▶ [Goal A]
Reproduce the listing below verbatim, starting at the line containing "Target: curly afro hair" and ending with the last line of the listing.

▶ [Text to read]
____

The Internet void is an interesting place. In normal condition, the Internet void is empty and we should not see anything. But if you take the time to look deeply into "black-hole" monitoring dataset, you might find and identify surprising results from badly configured systems to effects of unknown attacks along with various unexplained events. This talk will introduce you to a journey into the noise of Internet network monitoring.
Black-hole monitoring definition
Bailey, Michael, et al. [IMS] defines in 2005 black-hole monitoring as the monitoring of unused or dark address space. Nowadays (in 2013), the IPv4 address. is becoming a scarce resource and by so the definition of black-hole monitoring can be extended to the monitoring of temporarily unused address space. The address space (even if unused) must be announced globally on Internet and visible by the majority of the Autonomous System (AS) just like any used address space.
In our experiments, the address allocation given for monitoring influences the data collected not only due to residual network activities (from previous usage of the address space) but also links to its number addressing. Spelling errors play also a significant role into the data collected from dark address space as discovered in one of our experiment [AnotherPerspective].
Black-hole monitoring has to be seen as a sampled measurement of the Internet noise. The information collected represents a subset of the Internet noise traffic. The behavior of such traffic is erratic as the network traffic not only depends of the size of the monitored black-hole subnet but also on the events occurring on the Internet as a whole. But also on the selected subnet who could be more prone to spelling errors.
While designing an adequate and long-term collection mechanisms for black-hole monitoring, the erratic behavior has to be taken into consideration to cope with low and high bandwidth usage (e.g. from one of our sensor, it’s not unusual to see a variation of bandwidth usage with a factor of ten).

____

▶ [Data rows]
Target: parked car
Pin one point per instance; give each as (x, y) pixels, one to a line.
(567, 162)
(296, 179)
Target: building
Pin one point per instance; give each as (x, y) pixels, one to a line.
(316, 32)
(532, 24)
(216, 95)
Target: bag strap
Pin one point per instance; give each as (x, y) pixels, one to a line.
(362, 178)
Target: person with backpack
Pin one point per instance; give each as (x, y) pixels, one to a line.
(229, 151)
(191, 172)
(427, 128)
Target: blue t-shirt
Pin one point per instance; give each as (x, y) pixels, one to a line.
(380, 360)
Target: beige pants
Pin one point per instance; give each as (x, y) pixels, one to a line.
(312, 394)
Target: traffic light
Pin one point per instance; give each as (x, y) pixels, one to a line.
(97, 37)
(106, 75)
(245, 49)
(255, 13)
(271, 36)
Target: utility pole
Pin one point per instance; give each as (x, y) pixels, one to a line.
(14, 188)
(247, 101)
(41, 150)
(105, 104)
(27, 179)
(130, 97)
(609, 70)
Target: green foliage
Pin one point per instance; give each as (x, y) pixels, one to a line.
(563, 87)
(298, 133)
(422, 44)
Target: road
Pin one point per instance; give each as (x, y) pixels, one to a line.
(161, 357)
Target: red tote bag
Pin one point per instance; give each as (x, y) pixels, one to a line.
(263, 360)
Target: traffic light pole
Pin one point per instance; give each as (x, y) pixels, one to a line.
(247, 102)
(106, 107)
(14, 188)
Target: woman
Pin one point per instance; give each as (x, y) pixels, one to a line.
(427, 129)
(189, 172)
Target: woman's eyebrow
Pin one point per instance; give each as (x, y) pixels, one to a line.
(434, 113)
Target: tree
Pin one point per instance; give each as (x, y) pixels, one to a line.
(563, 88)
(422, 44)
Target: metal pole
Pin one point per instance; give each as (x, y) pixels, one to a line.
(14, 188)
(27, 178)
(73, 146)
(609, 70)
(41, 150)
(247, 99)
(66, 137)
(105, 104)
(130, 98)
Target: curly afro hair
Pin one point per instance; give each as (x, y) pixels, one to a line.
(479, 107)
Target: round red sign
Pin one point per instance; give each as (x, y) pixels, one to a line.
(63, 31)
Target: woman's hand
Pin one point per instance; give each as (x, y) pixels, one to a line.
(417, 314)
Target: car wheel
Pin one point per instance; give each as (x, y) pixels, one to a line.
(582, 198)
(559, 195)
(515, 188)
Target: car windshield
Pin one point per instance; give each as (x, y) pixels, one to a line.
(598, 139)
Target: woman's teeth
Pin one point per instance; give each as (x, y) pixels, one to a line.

____

▶ [Goal B]
In the black-hole monitoring text, by what factor is the bandwidth usage from one of the sensors said to vary?

▶ [Task result A]
Target: curly afro hair
Pin one point per instance; give each as (x, y) pixels, one to a line.
(479, 107)
Target: round red sign
Pin one point per instance; give each as (x, y) pixels, one to a line.
(63, 31)
Target: woman's hand
Pin one point per instance; give each as (x, y) pixels, one to a line.
(417, 314)
Target: car wheel
Pin one point per instance; give each as (x, y) pixels, one to a line.
(582, 198)
(559, 195)
(515, 188)
Target: car windshield
Pin one point per instance; give each as (x, y) pixels, one to a line.
(598, 139)
Target: woman's teeth
Pin one point per instance; give each as (x, y) pixels, one to a line.

▶ [Task result B]
A factor of ten.